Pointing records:

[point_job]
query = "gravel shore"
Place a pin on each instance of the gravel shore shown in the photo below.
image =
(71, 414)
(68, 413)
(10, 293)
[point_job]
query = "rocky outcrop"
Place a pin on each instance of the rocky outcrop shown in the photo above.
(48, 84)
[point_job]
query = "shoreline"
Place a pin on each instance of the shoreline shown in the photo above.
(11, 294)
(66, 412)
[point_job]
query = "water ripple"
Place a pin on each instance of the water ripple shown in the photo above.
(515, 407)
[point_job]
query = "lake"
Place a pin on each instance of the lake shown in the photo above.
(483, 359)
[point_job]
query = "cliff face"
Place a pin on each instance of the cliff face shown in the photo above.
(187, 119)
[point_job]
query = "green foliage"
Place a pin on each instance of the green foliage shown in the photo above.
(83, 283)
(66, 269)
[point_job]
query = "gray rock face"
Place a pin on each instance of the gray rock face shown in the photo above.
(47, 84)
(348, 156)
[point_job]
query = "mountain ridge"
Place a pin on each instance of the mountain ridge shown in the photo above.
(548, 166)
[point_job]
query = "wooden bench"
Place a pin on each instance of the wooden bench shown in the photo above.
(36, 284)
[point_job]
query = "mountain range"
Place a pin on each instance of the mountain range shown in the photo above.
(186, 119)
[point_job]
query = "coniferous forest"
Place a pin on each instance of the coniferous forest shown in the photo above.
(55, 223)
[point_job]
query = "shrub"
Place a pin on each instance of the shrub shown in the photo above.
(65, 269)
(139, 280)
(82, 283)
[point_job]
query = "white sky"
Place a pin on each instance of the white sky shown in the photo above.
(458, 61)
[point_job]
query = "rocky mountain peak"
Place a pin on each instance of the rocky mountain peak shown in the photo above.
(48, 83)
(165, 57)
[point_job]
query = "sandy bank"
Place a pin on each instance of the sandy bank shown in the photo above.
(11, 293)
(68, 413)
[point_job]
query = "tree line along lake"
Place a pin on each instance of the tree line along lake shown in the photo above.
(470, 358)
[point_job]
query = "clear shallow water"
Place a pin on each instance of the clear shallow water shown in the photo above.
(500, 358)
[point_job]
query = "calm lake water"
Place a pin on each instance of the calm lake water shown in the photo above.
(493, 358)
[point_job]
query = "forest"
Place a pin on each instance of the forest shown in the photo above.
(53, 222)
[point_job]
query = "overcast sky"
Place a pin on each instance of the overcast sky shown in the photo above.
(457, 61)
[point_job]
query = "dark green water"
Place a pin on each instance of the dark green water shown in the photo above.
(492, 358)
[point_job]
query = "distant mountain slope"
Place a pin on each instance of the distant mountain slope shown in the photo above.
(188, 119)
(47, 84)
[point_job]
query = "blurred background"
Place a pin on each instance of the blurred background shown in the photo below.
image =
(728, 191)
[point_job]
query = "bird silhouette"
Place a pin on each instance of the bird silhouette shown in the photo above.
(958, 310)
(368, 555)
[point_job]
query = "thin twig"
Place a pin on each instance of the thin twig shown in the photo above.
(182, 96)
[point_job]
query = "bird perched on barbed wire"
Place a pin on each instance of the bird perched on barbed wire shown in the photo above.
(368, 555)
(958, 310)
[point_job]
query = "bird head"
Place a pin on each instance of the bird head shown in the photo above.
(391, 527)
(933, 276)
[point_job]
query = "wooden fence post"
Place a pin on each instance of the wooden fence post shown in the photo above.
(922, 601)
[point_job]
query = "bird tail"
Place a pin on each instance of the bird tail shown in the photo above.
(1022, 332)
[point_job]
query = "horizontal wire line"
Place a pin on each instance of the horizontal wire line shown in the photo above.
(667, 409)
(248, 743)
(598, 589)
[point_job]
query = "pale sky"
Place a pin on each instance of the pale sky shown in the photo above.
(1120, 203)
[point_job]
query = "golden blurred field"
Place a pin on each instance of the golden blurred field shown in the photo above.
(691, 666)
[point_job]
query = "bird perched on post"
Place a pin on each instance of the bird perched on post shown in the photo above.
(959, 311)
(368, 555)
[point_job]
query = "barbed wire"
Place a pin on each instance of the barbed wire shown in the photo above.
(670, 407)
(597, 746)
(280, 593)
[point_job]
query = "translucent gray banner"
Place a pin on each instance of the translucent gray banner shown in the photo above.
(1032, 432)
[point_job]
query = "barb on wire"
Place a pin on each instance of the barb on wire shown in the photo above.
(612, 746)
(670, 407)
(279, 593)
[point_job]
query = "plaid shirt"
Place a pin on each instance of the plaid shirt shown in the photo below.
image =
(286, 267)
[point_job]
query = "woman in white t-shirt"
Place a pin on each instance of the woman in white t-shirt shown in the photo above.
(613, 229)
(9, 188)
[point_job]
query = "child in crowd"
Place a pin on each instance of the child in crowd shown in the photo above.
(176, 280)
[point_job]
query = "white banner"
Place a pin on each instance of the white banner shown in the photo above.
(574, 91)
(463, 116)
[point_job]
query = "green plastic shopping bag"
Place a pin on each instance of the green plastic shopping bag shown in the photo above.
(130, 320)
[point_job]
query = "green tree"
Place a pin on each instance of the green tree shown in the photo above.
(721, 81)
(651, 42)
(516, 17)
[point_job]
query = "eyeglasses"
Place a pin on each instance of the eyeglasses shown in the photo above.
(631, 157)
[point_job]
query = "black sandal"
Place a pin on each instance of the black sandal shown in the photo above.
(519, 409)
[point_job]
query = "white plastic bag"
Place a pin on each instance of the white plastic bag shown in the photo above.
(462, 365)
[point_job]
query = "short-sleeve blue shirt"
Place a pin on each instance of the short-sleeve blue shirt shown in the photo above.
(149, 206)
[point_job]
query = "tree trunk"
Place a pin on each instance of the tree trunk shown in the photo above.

Task objective:
Return each line of the records above that contains the string "sleeve".

Response below:
query = "short-sleeve blue shirt"
Place a pin on each instance of the short-sleeve blue shirt shown in the photo above.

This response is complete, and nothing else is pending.